Risk or Redundancy?
by Bob Rodgers

Most security managers would say that their digital video recording system is mission critical, yet most digital video recording systems on sale today would come to a long and embarrassing halt if a hard disk failed. Is such an event to be regarded merely as a fact of life – a very low risk that does not merit concern? Or is it a significant hazard which, with a little extra knowledge and forethought can be avoided? Bob Rodgers of Geutebrück UK provides some background information to enable you to judge for yourself.

Why do disks fail?

Disk failure can result from inherent disk errors or handling damage, or a combination of both plus or minus some element of general wear and tear. Although present from the time of manufacture, disk errors may not manifest themselves for quite a while, perhaps not until the disk is almost full. The same is true for damage caused by dropping or mishandling.  It might be immediately evident, or might only appear after many re-writes.

The fact that flaws or damage are not immediately evident is due to the disk’s clever fault-tolerant design which includes a sizeable surplus capacity for coping with bad sectors. As part of normal disk management, its on-board software ensures that if a bad sector is detected while data is being laid, the data is redirected to a spare sector and the bad sector avoided in future. This maximises the useful life of the disk and means that the disk itself does not fail until all the spare capacity is exhausted.

# Records provided
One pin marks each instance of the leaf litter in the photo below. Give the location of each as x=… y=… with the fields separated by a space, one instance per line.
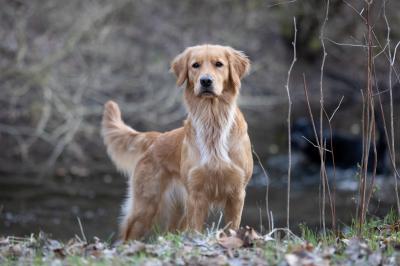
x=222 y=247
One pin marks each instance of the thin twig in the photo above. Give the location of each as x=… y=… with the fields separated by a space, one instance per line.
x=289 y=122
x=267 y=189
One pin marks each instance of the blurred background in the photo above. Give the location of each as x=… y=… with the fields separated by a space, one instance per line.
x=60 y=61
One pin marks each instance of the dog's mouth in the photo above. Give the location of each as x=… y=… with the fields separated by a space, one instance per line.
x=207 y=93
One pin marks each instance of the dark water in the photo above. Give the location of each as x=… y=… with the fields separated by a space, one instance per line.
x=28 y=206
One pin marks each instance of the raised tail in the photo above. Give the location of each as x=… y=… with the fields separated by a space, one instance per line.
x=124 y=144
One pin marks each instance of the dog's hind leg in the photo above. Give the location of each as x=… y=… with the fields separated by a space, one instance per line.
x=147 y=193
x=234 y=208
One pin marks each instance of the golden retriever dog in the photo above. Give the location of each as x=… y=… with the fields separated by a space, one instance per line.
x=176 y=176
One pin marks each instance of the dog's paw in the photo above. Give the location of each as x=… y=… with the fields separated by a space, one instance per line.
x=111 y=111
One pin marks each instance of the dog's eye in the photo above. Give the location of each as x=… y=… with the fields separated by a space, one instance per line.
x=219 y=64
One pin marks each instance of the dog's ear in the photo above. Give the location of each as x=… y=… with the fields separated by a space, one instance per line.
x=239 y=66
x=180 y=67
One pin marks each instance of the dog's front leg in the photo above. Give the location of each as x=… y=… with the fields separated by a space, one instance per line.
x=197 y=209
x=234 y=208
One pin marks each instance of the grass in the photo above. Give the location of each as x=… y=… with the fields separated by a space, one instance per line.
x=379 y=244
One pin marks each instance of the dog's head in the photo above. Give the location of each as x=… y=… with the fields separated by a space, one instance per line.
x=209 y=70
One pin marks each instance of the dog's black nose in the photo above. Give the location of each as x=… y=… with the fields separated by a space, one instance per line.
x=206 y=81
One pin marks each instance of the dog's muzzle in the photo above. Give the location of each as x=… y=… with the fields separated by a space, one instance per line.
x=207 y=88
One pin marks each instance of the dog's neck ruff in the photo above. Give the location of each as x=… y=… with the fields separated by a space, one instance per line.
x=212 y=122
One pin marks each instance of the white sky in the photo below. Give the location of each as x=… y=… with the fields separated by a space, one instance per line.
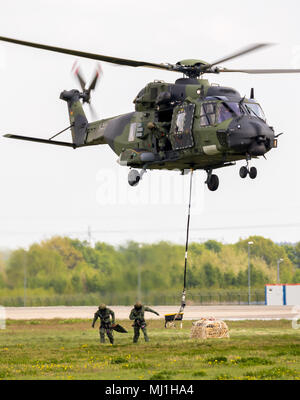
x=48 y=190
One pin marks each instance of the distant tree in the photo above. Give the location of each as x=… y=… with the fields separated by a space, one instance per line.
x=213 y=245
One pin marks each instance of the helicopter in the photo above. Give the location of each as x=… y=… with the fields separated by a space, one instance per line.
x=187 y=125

# Required actions
[1] Write out the passage on disk failure from "The fact that" to "capacity is exhausted.".
[2] Switch every "pin" to "dot" in the rows from the first line to the line with "x=267 y=189", and give back only those lines with nothing else changed. Leave the pictures out of the answer.

# Answers given
[1]
The fact that flaws or damage are not immediately evident is due to the disk’s clever fault-tolerant design which includes a sizeable surplus capacity for coping with bad sectors. As part of normal disk management, its on-board software ensures that if a bad sector is detected while data is being laid, the data is redirected to a spare sector and the bad sector avoided in future. This maximises the useful life of the disk and means that the disk itself does not fail until all the spare capacity is exhausted.

[2]
One dot marks each instance of the leaf litter in the photo below. Give the location of each as x=… y=… with the fields separated by a space, one instance per line.
x=222 y=247
One dot marks each instance of the thin twig in the photo above. Give the location of each as x=… y=… with the fields separated by a space, one instance per line.
x=289 y=122
x=267 y=189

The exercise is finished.